▶ [Given instruction]: Every entry must be given again exactly.

▶ [Data supplied]:
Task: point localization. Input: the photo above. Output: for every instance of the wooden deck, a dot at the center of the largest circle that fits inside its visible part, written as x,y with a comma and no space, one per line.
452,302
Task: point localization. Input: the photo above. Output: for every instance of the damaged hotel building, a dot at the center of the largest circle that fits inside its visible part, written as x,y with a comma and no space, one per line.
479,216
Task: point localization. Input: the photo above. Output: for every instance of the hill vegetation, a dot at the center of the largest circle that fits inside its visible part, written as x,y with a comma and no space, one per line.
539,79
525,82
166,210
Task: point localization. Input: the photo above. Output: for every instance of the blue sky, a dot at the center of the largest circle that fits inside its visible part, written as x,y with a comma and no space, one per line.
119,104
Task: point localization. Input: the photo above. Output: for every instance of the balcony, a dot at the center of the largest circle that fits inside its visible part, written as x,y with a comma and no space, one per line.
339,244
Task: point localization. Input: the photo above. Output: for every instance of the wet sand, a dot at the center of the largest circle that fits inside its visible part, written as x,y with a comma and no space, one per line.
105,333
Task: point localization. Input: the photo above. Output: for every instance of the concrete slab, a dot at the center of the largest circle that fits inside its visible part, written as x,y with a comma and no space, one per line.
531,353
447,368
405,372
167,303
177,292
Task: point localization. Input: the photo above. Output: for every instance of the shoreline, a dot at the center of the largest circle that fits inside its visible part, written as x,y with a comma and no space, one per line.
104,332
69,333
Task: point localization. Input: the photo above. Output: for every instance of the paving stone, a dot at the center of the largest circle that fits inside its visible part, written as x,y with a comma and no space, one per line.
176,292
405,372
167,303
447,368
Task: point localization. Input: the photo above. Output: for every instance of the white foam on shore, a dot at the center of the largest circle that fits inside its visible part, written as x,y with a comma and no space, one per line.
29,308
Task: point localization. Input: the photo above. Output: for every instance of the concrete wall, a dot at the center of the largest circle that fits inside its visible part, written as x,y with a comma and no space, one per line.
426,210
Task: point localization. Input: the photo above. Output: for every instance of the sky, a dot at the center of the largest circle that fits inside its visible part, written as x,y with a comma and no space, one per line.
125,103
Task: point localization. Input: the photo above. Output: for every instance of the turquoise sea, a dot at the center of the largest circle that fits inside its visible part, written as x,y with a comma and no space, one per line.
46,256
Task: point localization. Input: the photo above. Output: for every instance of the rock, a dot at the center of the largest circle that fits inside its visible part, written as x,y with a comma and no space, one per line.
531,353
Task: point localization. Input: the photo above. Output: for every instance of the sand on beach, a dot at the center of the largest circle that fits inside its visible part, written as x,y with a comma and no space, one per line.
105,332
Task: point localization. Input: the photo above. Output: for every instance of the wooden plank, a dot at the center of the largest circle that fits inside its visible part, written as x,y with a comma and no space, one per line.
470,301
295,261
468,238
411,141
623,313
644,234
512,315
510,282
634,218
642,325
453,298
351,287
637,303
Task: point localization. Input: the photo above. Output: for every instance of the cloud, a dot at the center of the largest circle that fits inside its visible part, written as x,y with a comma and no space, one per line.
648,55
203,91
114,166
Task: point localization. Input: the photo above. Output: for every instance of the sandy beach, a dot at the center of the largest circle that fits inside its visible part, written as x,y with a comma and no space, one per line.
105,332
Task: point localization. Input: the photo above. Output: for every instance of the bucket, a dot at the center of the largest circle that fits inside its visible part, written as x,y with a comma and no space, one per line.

▶ [Exercise result]:
Task: point localization. Input: the photo above. Output: for every instance of the wooden deck, a dot at the center of the largest circle that fits inside its visible part, written as x,y with a comma and no space, one per line.
452,302
Task: point localization. Input: the photo above. Output: for every instance of the damaged hotel building, a dot at the center of the largest circle that fits inside its visible part, written as x,y with a comma and no space, one per line.
479,216
Task: point localization. Input: the photo above. Output: for every instance of the hill vegetation, a dot at the center of the largest circle that fits inside its visible part, written as x,y with a comma and no space, one per line.
539,79
525,82
166,210
Task: point localization. Input: the photo above. Output: for every instance of the blue sky, a dot at the center of the largest circle that fits inside its visible part, written as x,y with a comma and no space, one per line.
119,104
Task: point localization. Input: the photo above. Output: for every instance of the balcony, a dot at the center of the largest circle that fits inside its visible part, written as x,y with a comma and no space, one per line.
339,244
Task: point localization. Input: the photo above. Output: for every instance of the wet sand, a dot at the center of the largest circle that fits inside its visible part, written as x,y with a comma and no space, one per line.
105,333
Task: point localization. Input: the photo above. Output: for every instance of the concrete slab, a dot at the center of the largest circle that fits inside its visible part, written as x,y with a comma and no space, one per line.
531,353
447,368
405,372
167,303
177,292
Task: point localization. Input: the photo above. Output: for every instance of the shoreline, a dot at the center of the largest circle that fits inside its visible part, written as x,y with a comma and no space, one per line.
104,332
69,333
Task: point localization. Input: the photo above. Output: for every instance of the paving stone, a dot at the center of the largest circle that fits inside its visible part, written as x,y with a comma and no space, one per line.
176,292
405,372
167,303
447,368
Task: point localization. Input: the photo above. Output: for every instance of the white foam on shore, a dot at the center of the largest circle that fits inside its visible part, written as x,y with a comma and no space, one per line.
29,308
Task: point localization. Input: the photo above. Output: for every instance of the concrete wall, a dot at the center of the largest circle that fits inside its visible part, written as x,y with a comma and no space, one per line.
426,210
Task: point localization. Input: the photo above. Output: for every instance of the sky, a dot at the center of the largest circle that fits inside its visible part, written as x,y with a comma and no space, one per line.
125,103
Task: point localization. Input: the photo above. Output: for every instance of the turquoise sea, a dot at the center of the largest circle that fits inside its visible part, written as x,y with a comma and no space, one per line.
46,256
Task: point localization. Input: the photo above. Output: for every instance of the rock, a dot at the center of the largest circle that fits inside its visible part, written as x,y with a comma and no space, one per line.
531,353
Task: point localization. Input: the photo above. Output: for every instance of the sand on beach, a dot at the center of the largest circle that fits inside its visible part, written as x,y with a comma and no space, one per line.
105,332
Task: point localization. Input: the photo above. Output: for every instance of the wooden plank, a dot at the center of the largest circle that fits inside its visible part, written as x,y with a comma and no space, one per line.
470,301
295,261
468,238
411,141
623,313
644,234
512,315
510,282
634,218
642,325
453,298
351,287
637,303
Task: point localization. Input: the photo above. Output: for every instance of the cloud, a dot at the center of the largest circle that fits inside its visible part, written as x,y with a comma and no space, one per line.
648,55
203,91
114,166
Task: point localization. Input: the photo above. Output: for every instance of the sandy beach, a dot at the center of the largest circle that fits inside its visible part, written as x,y with a comma and no space, one per line.
105,332
Task: point localization. Input: the photo above. Output: for every instance of the bucket, a dot at the center of the largest circle that fits inside its visible part, written as x,y with a comma and no space, one per line.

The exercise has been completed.